RECORDS TO PROCESS:

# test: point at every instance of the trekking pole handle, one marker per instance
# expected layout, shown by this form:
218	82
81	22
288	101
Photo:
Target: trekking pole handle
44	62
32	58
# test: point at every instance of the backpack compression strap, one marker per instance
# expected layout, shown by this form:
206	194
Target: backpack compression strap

---

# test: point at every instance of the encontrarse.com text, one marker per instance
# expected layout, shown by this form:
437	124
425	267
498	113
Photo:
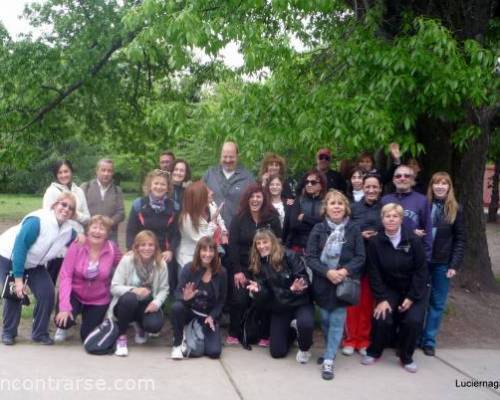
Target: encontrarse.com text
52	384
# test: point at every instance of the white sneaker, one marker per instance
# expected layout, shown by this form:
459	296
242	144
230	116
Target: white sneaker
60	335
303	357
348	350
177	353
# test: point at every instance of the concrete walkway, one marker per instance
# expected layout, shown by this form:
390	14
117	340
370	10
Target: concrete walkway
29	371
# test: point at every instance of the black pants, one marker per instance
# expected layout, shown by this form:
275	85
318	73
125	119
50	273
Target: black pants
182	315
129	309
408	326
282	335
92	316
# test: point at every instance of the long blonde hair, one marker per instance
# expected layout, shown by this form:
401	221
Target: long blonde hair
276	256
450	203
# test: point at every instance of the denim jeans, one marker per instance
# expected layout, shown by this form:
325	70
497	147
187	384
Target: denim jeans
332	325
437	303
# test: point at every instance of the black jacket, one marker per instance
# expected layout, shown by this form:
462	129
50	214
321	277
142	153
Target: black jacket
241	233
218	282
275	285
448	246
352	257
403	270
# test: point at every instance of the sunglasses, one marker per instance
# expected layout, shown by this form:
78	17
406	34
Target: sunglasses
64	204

WHAT THE TASK REQUIRES:
Copy each line containing the word "marker" from the data.

SOLUTION FOR THIS TASK:
# test: point at every instance of the trekking pole handle, one marker per instance
# test: point at every instance of the backpack compression strap, one marker per instance
# test: point at every instance of the encontrarse.com text, one marker per instance
# test: point at every instance of the white sneaker, one marker per instance
# test: point at every instance of the concrete walkway, one marker per instance
# test: point at every instance of the black pants, one marker per instance
# test: point at every instance of the long blonde hair, one marker per instance
# test: point at every instance of the denim jeans, one marker per instance
# test: point at every instance of the black jacket, one marker per instance
# test: point at every instance of the sunglasses, one marker per instance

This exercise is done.